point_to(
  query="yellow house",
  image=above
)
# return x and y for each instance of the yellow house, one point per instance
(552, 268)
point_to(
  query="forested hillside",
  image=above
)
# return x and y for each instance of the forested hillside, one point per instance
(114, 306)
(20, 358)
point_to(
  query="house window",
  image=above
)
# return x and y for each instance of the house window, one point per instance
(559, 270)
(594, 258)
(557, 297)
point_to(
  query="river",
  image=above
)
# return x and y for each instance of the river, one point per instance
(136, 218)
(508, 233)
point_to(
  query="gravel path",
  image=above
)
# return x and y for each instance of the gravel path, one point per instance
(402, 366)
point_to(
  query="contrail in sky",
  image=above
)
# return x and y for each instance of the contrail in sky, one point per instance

——

• _ACTION ITEM_: Look through the entries and return each line that has the word "query" in it.

• _SOLUTION TO THE PROBLEM_:
  query="yellow house",
  query="forested hillside",
  query="house window",
  query="river",
  query="gravel path",
  query="contrail in sky",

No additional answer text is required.